Given instruction:
Could you lay out as a numbered list, with blank lines left out, the records from the line with "Query: wooden spoon bowl" up to and including the last line of the records?

Given data:
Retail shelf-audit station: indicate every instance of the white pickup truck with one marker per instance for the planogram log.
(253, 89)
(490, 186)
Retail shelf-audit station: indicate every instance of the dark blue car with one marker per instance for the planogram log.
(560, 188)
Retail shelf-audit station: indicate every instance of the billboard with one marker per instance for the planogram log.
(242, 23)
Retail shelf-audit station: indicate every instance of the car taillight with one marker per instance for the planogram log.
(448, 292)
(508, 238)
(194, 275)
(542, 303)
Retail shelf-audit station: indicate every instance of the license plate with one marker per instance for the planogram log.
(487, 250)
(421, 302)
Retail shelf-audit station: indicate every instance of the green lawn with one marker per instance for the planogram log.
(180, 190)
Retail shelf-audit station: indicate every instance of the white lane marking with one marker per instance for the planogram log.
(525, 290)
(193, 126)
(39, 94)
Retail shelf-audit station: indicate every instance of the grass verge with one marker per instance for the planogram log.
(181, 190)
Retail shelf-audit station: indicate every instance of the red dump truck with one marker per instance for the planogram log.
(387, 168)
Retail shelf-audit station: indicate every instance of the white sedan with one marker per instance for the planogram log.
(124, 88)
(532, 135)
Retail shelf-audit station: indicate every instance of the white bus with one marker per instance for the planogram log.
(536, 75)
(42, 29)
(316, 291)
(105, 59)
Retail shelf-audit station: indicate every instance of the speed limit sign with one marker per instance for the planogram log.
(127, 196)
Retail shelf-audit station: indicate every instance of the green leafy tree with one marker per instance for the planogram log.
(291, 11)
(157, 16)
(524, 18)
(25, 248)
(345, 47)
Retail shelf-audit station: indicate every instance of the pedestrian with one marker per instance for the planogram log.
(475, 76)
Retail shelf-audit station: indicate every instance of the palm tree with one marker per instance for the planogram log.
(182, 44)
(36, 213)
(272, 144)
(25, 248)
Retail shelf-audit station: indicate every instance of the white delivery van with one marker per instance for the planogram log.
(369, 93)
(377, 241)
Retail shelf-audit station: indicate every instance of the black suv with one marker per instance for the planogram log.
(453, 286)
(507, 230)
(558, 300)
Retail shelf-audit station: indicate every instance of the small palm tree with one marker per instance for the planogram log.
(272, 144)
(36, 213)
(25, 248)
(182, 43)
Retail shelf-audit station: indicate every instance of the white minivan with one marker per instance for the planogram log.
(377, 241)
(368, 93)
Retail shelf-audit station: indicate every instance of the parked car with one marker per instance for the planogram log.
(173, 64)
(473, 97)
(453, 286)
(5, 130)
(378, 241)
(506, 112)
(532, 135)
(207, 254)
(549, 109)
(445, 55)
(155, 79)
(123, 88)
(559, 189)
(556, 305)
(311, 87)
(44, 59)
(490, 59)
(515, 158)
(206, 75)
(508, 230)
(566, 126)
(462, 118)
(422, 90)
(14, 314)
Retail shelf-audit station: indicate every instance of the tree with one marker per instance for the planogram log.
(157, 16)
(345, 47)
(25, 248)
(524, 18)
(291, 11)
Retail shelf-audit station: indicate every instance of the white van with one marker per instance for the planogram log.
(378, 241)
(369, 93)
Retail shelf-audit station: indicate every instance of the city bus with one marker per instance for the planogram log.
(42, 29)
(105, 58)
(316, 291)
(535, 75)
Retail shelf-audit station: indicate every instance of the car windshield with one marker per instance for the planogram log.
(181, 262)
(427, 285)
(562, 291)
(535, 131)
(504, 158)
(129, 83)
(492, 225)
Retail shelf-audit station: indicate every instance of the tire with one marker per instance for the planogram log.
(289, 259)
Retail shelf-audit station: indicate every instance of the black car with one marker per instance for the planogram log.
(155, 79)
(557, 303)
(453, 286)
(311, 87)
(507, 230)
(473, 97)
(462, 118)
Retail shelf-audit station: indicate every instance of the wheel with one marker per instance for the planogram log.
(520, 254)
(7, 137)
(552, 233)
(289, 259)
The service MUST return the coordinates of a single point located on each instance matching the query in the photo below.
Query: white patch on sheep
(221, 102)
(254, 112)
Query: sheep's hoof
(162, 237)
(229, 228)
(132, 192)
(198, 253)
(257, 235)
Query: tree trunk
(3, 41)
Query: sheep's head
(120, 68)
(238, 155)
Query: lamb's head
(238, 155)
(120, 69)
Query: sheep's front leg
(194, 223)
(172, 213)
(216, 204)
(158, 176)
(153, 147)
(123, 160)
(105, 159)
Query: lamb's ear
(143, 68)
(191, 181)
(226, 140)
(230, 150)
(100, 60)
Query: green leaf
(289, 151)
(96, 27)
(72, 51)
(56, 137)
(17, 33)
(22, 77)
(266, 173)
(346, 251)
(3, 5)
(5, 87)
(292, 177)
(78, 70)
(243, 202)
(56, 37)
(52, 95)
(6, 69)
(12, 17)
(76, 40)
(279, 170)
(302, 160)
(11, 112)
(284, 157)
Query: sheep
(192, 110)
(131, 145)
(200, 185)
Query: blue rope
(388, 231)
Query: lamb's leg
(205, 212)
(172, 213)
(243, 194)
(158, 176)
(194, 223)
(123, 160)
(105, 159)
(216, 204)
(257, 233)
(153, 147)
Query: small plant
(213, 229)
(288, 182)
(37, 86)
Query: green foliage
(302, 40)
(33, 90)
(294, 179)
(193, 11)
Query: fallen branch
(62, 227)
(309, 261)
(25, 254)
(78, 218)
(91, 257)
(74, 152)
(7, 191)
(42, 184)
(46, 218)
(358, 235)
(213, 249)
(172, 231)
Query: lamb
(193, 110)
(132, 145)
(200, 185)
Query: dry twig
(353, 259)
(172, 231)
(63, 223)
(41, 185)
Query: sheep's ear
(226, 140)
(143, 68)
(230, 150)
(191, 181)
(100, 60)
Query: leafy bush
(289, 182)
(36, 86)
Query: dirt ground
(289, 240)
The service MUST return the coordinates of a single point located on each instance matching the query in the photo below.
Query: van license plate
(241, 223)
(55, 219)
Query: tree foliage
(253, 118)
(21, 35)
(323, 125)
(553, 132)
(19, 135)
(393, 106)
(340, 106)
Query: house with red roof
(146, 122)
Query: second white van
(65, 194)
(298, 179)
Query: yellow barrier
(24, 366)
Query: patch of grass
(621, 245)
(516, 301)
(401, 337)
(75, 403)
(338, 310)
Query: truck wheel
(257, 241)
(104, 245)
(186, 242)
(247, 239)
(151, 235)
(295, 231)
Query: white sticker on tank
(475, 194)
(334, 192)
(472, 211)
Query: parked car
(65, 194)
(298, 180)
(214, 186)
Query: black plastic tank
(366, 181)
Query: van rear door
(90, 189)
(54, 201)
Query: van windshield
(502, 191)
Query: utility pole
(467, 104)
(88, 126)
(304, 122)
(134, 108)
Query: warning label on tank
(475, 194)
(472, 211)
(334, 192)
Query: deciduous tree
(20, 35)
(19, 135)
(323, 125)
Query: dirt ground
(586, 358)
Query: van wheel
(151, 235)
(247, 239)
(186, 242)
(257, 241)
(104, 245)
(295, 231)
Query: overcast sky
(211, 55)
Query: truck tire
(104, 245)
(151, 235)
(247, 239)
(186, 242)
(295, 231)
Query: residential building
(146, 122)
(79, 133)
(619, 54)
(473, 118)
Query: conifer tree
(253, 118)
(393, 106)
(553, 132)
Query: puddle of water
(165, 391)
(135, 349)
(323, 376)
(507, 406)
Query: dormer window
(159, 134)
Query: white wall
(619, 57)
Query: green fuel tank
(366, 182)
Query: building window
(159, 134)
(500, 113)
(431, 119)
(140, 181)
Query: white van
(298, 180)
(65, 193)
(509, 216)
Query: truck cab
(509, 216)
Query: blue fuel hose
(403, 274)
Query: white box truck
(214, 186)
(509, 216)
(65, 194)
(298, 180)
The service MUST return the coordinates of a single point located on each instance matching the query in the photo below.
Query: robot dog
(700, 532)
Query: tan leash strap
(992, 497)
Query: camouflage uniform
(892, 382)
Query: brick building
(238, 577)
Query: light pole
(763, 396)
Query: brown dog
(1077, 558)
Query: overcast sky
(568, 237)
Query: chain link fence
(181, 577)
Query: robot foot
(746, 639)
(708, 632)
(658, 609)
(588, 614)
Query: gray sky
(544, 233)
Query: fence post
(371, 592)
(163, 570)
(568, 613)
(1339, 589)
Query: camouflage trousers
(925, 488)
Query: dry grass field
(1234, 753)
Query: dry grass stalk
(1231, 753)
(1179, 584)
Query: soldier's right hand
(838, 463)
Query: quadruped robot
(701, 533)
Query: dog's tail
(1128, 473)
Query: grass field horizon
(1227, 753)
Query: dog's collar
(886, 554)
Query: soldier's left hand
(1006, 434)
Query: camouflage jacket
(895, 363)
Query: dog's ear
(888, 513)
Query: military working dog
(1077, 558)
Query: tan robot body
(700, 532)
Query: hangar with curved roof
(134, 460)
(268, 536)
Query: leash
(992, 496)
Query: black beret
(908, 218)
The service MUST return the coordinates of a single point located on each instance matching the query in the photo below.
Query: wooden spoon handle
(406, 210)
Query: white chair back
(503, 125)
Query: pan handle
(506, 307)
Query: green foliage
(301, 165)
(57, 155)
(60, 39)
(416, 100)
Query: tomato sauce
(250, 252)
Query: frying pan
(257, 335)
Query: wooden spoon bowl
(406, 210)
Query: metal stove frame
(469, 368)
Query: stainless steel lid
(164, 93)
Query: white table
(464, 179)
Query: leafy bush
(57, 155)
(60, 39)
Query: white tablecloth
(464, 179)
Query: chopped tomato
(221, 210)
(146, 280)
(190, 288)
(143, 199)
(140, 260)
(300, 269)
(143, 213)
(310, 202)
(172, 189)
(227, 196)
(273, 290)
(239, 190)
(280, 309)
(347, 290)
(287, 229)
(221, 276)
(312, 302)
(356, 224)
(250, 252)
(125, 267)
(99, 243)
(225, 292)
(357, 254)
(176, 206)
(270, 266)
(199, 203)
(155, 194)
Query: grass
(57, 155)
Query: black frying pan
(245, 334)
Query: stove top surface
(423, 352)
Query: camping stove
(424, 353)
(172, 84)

Completed exercise:
1. Query: wooden spoon bowl
2. (406, 210)
3. Query: metal stove frame
4. (469, 368)
5. Query: stainless steel lid
6. (164, 93)
7. Query: white table
8. (464, 179)
9. Query: leafy bush
10. (57, 155)
11. (60, 39)
12. Query: white tablecloth
13. (464, 179)
14. Query: chopped tomato
15. (221, 210)
16. (146, 280)
17. (190, 288)
18. (143, 199)
19. (140, 260)
20. (300, 269)
21. (143, 213)
22. (310, 202)
23. (172, 189)
24. (227, 196)
25. (273, 290)
26. (239, 190)
27. (280, 309)
28. (347, 290)
29. (287, 229)
30. (221, 276)
31. (312, 302)
32. (356, 224)
33. (250, 252)
34. (125, 267)
35. (99, 243)
36. (225, 292)
37. (357, 254)
38. (176, 206)
39. (270, 266)
40. (199, 203)
41. (155, 194)
42. Query: grass
43. (57, 155)
44. Query: black frying pan
45. (245, 334)
46. Query: stove top surface
47. (423, 352)
48. Query: camping stove
49. (424, 353)
50. (172, 84)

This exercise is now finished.